── TEXT SHOWN

Coronagraph

Overview

The coronagraph module simulates electric field propagation through a coronagraph located downstream the AO loop. The input is the target residual phase, and the main output is the coronagraph image. Two types of coronagraphs are implemented : a perfect coronagraph and a more realistic coronagraph called four-plane coronagraph hereafter.

Perfect coronagraph

The perfect coronagraph substracts the diffractive effect of the telescope. Mathematically speaking, the following operations are performed:

Electric field is computed from the incoming phase screen
The average of the electric field over the pupil is substracted to the electric field
Optical Fourier transform and square modulus yield the image in focal plane

References : Galicher, Raphaël : PhD thesis, section I.2.2.4 Sauvage, Jean-François : PhD thesis, section 2.4.3.1

Four-plane coronagraph

The four-plane coronagraph includes the different pupil and focal planes of a stellar coronagraph, in this order following the light in the instrument:

an amplitude apodizer located in a pupil plane
a focal plane mask located in a focal plane
a Lyot stop located in a pupil plane
and the image plane located in a focal plane.

An optical Fourier transform is performed to propagate the electric field from one plane to the next one. In the image plane, the square modulus of the electric field is computed.

For the four-plane coronagraph, you have the choice between the APLCs of SPHERE (Beuzit et al., 2019) and a user-defined coronagraph.

────

## WORK INSTRUCTIONS
Answer from the coronagraph page:
(a) What is the main output of the coronagraph module?
(b) In the perfect coronagraph, what is subtracted from the electric field?
(c) In what kind of plane is the Lyot stop located?
The listing that comes next has no role here.

── RECORDED INFORMATION

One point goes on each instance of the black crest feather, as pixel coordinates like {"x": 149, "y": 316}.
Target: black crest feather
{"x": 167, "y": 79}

────

## EXPECTED ANSWER
(a) The coronagraph image.
(b) The average of the electric field over the pupil.
(c) A pupil plane.